Yes.  I removed the commit message once upstream git finally fixed the issue and the commit message no longer applied.  I didn't add a new verbose message because I was under the impression the git community did not want to receive any contribuitions (bug reports, feedback, upstreamed patches) from Apple, and the radar provided all the reference I needed.  If that situation is changing (as it seems to possibly be), I'm happy to update this with details about the issue.  Here's the thread from 2011-2014 about the issue.

--- Begin Message ---
FWIW, it seems that this bug was addressed by ddc2a6281595fd24ea01497c496f88c40a59562f

Thanks Martin, now we're no longer carrying around an extra patch for our build of git ;)

--Jeremy

> On Oct 17, 2011, at 14:55, Jeremy Huddleston <jeremyhu@xxxxxxxxx> wrote:
> 
> ping.  Did you get my response below with extra details?  I just got a duplicate bug report, so it apparently effects people...
========
## REQUIRED ACTION:
According to the message, what kinds of contributions did the writer believe the git community did not want to receive from Apple? List all of them.

## MATERIAL SHOWN:
========
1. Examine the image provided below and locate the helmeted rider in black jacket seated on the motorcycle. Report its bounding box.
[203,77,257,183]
========
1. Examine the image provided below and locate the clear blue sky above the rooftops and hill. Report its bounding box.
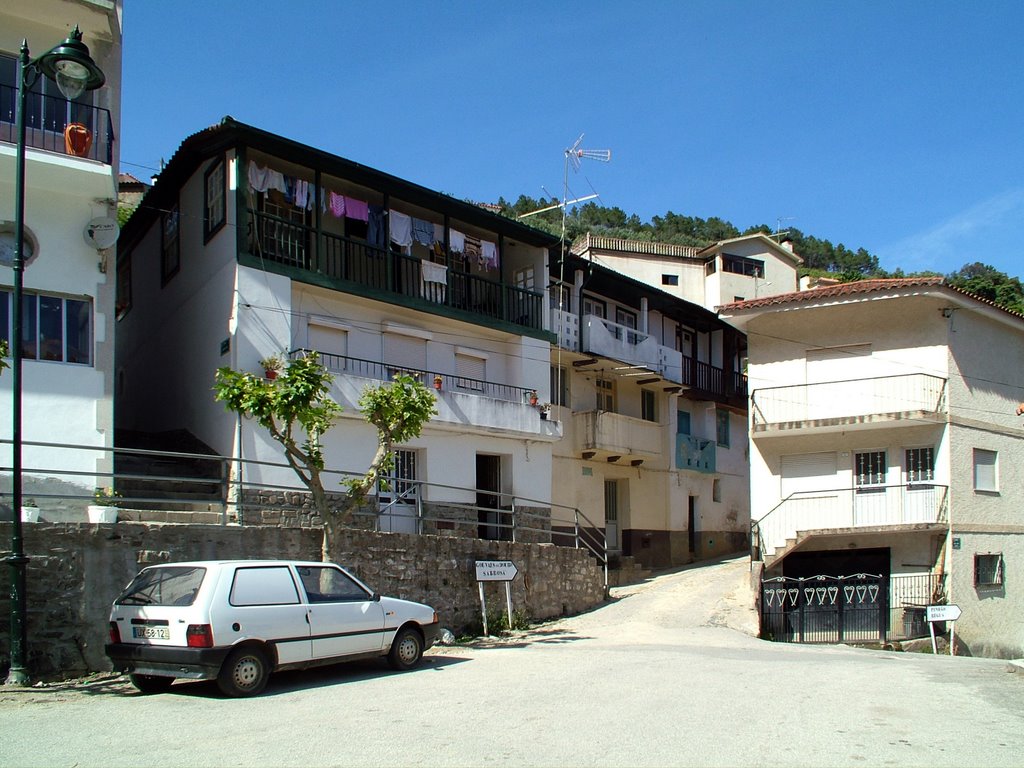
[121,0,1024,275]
========
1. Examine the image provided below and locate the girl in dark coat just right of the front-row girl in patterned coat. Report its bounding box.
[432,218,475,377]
========
## THE ANSWER:
- Bug reports
- Feedback
- Upstreamed patches